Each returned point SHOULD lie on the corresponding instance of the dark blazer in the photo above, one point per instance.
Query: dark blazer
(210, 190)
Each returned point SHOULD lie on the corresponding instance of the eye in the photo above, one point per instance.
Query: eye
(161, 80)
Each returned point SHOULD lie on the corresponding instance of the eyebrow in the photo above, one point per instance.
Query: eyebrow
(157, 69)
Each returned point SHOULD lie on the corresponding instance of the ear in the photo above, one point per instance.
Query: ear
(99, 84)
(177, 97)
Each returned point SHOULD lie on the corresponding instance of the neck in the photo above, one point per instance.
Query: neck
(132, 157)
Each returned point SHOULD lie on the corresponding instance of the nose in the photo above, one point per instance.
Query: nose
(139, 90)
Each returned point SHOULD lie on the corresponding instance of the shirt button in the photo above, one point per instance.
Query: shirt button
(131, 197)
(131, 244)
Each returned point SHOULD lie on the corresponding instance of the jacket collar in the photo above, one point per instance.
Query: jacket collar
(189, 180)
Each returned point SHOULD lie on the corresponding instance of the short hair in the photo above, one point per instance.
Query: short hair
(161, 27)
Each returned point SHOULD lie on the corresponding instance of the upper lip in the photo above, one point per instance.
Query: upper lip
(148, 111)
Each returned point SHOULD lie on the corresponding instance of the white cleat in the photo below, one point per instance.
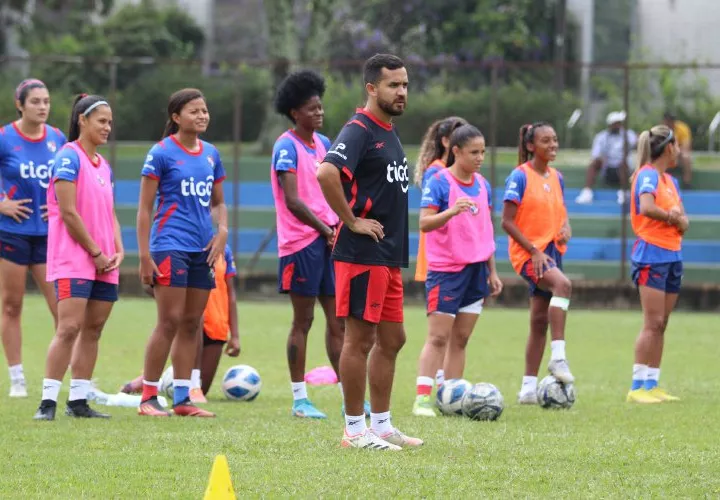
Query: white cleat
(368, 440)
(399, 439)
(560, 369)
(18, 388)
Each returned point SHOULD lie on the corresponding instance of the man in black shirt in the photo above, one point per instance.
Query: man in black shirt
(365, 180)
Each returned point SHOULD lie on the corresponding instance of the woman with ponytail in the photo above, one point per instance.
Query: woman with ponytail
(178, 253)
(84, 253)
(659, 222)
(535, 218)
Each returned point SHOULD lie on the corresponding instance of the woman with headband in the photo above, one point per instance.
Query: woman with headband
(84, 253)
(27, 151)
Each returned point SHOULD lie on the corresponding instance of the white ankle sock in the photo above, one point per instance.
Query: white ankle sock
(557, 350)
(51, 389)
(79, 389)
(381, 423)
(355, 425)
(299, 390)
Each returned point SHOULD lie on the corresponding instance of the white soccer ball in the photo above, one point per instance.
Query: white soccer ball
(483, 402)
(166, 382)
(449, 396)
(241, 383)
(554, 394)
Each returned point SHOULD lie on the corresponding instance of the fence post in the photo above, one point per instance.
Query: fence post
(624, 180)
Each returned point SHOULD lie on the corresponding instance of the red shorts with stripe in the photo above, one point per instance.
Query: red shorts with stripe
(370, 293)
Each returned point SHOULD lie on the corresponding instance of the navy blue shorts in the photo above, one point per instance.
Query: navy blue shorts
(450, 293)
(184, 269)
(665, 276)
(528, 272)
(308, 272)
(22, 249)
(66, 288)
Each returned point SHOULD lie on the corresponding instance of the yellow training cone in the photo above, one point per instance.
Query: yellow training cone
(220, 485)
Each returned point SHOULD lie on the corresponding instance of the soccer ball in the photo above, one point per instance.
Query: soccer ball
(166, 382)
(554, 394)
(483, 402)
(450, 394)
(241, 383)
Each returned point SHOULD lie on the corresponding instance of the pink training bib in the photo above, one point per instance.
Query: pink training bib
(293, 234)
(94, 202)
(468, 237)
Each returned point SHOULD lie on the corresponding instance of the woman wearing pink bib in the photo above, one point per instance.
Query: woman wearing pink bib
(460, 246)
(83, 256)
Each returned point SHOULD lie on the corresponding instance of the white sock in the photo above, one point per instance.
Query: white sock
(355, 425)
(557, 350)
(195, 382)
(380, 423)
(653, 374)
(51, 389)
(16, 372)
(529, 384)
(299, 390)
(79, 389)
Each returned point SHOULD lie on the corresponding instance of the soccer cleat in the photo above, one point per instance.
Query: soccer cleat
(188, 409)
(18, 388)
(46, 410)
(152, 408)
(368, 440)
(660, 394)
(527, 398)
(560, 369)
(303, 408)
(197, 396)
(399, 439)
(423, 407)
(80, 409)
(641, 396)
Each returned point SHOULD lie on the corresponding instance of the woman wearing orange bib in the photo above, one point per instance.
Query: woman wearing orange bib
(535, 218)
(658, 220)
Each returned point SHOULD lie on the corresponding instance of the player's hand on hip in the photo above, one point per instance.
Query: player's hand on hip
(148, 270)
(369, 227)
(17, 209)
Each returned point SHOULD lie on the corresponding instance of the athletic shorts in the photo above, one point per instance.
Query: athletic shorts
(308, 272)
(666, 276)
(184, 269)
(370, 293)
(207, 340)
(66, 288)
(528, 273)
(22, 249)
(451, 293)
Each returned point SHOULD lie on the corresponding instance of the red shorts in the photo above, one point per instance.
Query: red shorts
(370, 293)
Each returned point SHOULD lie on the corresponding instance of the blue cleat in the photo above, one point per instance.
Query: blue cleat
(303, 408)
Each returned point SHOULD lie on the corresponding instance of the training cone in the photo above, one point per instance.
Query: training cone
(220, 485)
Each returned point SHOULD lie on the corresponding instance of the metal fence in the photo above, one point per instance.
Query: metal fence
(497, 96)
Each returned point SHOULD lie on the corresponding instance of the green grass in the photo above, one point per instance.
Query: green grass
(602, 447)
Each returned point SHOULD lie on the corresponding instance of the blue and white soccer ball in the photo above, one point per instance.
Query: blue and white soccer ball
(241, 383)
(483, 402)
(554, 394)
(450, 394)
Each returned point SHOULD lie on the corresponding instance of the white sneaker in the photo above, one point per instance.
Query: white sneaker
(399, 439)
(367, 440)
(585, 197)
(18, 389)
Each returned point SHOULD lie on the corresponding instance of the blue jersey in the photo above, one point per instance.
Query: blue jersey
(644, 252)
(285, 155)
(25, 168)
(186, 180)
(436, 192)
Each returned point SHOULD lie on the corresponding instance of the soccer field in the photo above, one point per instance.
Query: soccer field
⁂
◆ What this task involves ◆
Your job is to repeat the data exactly, leaving each picture out.

◆ Task output ◆
Each returned point SHOULD lie on the corresponding instance of the dark blazer in the photo above, one point per instance.
Query: dark blazer
(210, 190)
Each returned point SHOULD lie on the corresponding instance of the eye in the photo above, one point per instance.
Query: eye
(161, 80)
Each returned point SHOULD lie on the corresponding instance of the eyebrow in the photo above, one point per instance.
Query: eyebrow
(157, 69)
Each returned point SHOULD lie on the corresponding instance of the ear in the photo above, one point per instance.
Query: ear
(99, 84)
(177, 97)
Each returned point SHOULD lie on the corresponding instance of the neck in the photo above, one point per instance.
Query: neck
(132, 157)
Each returned point SHOULD lie on the corresponding instance of the nose in the photo above, one point per instance.
Query: nose
(139, 90)
Each returned point SHOULD lie on the corresponding instance of the shirt button in the photo above, one point per instance.
Query: shirt button
(131, 197)
(131, 244)
Each returned point SHOULD lie on the corresponding instance of the jacket collar in the photo above, one point per instance.
Query: jacket collar
(189, 180)
Each returned point SHOULD lie on the corresponding instance of the short hair in the photo above, one point per instance.
Query: short hair
(161, 27)
Each returned point SHOULD lie on the corresponding instance of the upper lip in the photo above, one point per instance.
Query: upper lip
(148, 111)
Each returned point SHOULD lie on the corresponding instance of the white cleat in the photo below, one point per instance.
Query: white cleat
(368, 440)
(399, 439)
(560, 369)
(18, 388)
Each returned point SHOULD lie on the corresponding instance of the man in black shirt in the photo above, one point per instance.
Query: man in black shirt
(365, 180)
Each returned point SHOULD lie on the corresponding instance of the woman with ponytail in the photo above, one point per instance.
Query: woman with ponytail
(178, 253)
(84, 253)
(659, 222)
(535, 218)
Each returned point SHOULD lie on the corresponding instance of the woman with headband in the photo above, one point per instance.
Query: woman with headband
(84, 253)
(27, 151)
Each returned point SHOULD lie on the corresponding instance of the white ankle sock in the photo above, one point per instance.
Query: white ankle sock
(557, 350)
(51, 389)
(79, 389)
(381, 423)
(355, 425)
(299, 390)
Each returned point SHOULD lie on the corresponding instance of the white soccer ball in the photo above, one point per instance.
Query: white soccer ball
(483, 402)
(166, 382)
(449, 396)
(241, 383)
(554, 394)
Each returned point SHOULD lie on the corresponding instance of the fence post in the photo above, one point per instance.
Query: fence post
(624, 180)
Each returned point SHOULD lie on the corresponding instance of the red shorts with stripe in the photo above, one point per instance.
Query: red shorts with stripe
(370, 293)
Each returned point SHOULD lie on the corresponding instance of the navy blue shorts in the photo above, one point per instance.
Query: navy blue shorts
(450, 293)
(184, 269)
(665, 276)
(528, 272)
(308, 272)
(22, 249)
(66, 288)
Each returned point SHOULD lie on the corresponding instance of the yellow training cone in the photo above, one point per instance.
Query: yellow training cone
(220, 485)
Each returned point SHOULD lie on the corresponding instance of the soccer ball in the photo above, one point per instance.
Query: soccer ball
(166, 382)
(554, 394)
(483, 402)
(450, 394)
(241, 383)
Each returned point SHOULD lie on the corresponding instance of the pink training bib in the photo above, one point per instance.
Query: pink training bib
(293, 234)
(94, 202)
(468, 237)
Each returned point SHOULD lie on the corresponding instance of the woman wearing pink bib in the photo above, one point per instance.
Query: woman wearing pink bib
(460, 246)
(83, 256)
Each returned point SHOULD lie on the corresponding instance of the white sock in the photo above, one point per instance.
Query: white sock
(355, 425)
(557, 350)
(195, 382)
(380, 423)
(653, 374)
(51, 389)
(16, 372)
(529, 384)
(299, 390)
(79, 389)
Each returned point SHOULD lie on the corresponding instance of the soccer cleat in the photo above, one point per instance.
Query: soccer cleat
(188, 409)
(18, 388)
(46, 410)
(152, 408)
(368, 440)
(660, 394)
(527, 398)
(560, 369)
(303, 408)
(197, 396)
(399, 439)
(423, 407)
(80, 409)
(641, 396)
Each returned point SHOULD lie on the corresponding instance of the woman wearing orange bib in the photo above, one point per instance.
Query: woman wearing orange bib
(535, 218)
(658, 220)
Each returned point SHOULD lie on the corresponding instance of the player's hand on hip in the photo above, one point per instance.
Query: player's hand on hip
(148, 270)
(369, 227)
(17, 209)
Each returned point SHOULD lie on the corresponding instance of the athletic shorts in the photo above, one point per instance.
Query: athletic shorts
(308, 272)
(666, 276)
(184, 269)
(370, 293)
(207, 340)
(66, 288)
(528, 273)
(22, 249)
(451, 293)
Each returned point SHOULD lie on the corresponding instance of the red shorts in the photo above, one point per instance.
Query: red shorts
(370, 293)
Each returned point SHOULD lie on the corresponding instance of the blue cleat in the photo above, one point per instance.
Query: blue cleat
(303, 408)
Each returned point SHOULD lie on the corresponding instance of the training cone in the photo above, one point per instance.
Query: training cone
(220, 485)
Each returned point SHOULD lie on the corresponding instance of the metal fence in the photo above, one point per instance.
Query: metal fence
(497, 96)
Each returned point SHOULD lie on the corresponding instance of the green grass in the photo above, one point per instance.
Query: green grass
(602, 447)
Each returned point SHOULD lie on the corresponding instance of the blue and white soccer ball in the photo above, one point per instance.
Query: blue and white soccer ball
(241, 383)
(483, 402)
(554, 394)
(450, 394)
Each returned point SHOULD lie on the corresponding instance of the white sneaker in the photo above, one point per instance.
Query: white sneaker
(399, 439)
(367, 440)
(585, 197)
(18, 389)
Each returned point SHOULD lie on the corresponding instance of the blue jersey in the photo above, one point per instance.
Query: blue jersey
(644, 252)
(285, 155)
(25, 168)
(186, 180)
(436, 192)
Each returned point SHOULD lie on the corresponding instance of the soccer field in the photo above, one point per instance.
Query: soccer field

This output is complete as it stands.